## Start Text provided

In the same context, an algorithm can have a dependency on another NLP task. For example, it may not take raw text as input, but require a structured input. By having this structure, algorithm implementations can call upon the various options available with ease, as they all follow the base API and leverage the appropriate data types that describe each task in a way that is algorithm agnostic.
When testing IBM Watson NLP with oneDNN optimizations, among a wide variety of NLP tasks, text and sentiment classification tasks showed the greatest improvements in both duration and function throughput.
The classification workflow implementation is composed of multiple classifiers, leveraging different features to independently classify text into two or more classes. Each of the classifier predictions are combined through weighted averaging to form the final prediction. This is generally more robust to variance in different dataset characteristics, such as average text length, or number of classes being considered for classification. This classification workflow is common in use cases like spam detection in emails, and automatically grouping news articles by domain.
“When using Intel oneDNN TensorFlow optimizations, IBM Watson NLP exhibited an increase of up to 35% in function throughput for NLP tasks including text and sentiment classification, and embeddings,” said Laura Chiticariu, distinguished engineer and chief architect of IBM NLP. “This improvement will result in better performance for IBM products such as IBM Watson Natural Language Understanding, IBM Watson Discovery and IBM Watson Studio.”
Watson NLP is embedded in several IBM product offerings like IBM Watson Natural Language Understanding, IBM Watson Discovery and IBM Watson Studio, among others, and IBM clients will benefit from the increased performance with Intel optimizations.

## End Text provided
## Start Information given

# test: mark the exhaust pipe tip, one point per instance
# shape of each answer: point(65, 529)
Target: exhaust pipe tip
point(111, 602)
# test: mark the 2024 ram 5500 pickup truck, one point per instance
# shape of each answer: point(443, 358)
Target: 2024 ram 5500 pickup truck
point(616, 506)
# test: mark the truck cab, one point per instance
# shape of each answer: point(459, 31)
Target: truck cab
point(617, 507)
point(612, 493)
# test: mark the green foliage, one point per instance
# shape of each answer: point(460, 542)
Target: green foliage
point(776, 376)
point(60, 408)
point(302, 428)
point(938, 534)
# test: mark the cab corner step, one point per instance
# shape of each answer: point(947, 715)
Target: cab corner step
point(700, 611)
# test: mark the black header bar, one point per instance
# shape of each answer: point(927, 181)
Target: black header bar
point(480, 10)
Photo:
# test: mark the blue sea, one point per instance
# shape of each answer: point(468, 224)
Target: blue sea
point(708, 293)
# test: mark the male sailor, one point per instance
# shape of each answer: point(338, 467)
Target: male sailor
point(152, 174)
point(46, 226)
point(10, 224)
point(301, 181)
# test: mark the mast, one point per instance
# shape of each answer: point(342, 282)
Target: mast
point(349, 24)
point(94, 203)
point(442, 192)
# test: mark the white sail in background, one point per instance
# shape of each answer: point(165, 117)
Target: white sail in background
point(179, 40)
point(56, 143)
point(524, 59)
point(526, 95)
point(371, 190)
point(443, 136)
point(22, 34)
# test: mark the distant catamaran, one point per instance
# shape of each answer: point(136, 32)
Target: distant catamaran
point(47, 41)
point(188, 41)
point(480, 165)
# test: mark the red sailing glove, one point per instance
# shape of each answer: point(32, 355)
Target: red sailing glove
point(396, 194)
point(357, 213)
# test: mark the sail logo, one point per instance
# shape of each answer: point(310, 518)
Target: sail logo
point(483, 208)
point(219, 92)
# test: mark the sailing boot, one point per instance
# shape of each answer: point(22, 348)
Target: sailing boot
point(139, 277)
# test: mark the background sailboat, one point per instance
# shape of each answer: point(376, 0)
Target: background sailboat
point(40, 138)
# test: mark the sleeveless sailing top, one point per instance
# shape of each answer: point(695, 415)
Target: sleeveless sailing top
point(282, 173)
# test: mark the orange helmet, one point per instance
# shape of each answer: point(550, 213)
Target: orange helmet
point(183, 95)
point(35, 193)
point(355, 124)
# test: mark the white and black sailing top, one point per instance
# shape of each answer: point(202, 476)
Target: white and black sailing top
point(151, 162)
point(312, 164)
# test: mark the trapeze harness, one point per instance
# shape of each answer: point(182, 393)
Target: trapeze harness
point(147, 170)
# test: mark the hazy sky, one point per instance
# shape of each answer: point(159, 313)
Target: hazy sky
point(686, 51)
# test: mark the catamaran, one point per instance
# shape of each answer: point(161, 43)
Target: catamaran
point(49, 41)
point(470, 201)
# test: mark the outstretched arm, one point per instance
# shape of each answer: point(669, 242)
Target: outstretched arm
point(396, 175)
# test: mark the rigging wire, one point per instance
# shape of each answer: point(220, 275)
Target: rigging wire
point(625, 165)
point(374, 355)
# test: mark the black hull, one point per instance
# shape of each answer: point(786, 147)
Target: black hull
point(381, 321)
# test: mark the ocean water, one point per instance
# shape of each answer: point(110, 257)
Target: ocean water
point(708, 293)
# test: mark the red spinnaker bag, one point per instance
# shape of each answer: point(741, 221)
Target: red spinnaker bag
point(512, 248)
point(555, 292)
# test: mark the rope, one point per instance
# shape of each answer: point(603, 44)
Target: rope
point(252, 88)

## End Information given

* _Your goal_
Can you reproduce word for word the part of the IBM Watson NLP text that runs from "In the same" up to and including "and function throughput."?

* _Result_
In the same context, an algorithm can have a dependency on another NLP task. For example, it may not take raw text as input, but require a structured input. By having this structure, algorithm implementations can call upon the various options available with ease, as they all follow the base API and leverage the appropriate data types that describe each task in a way that is algorithm agnostic.
When testing IBM Watson NLP with oneDNN optimizations, among a wide variety of NLP tasks, text and sentiment classification tasks showed the greatest improvements in both duration and function throughput.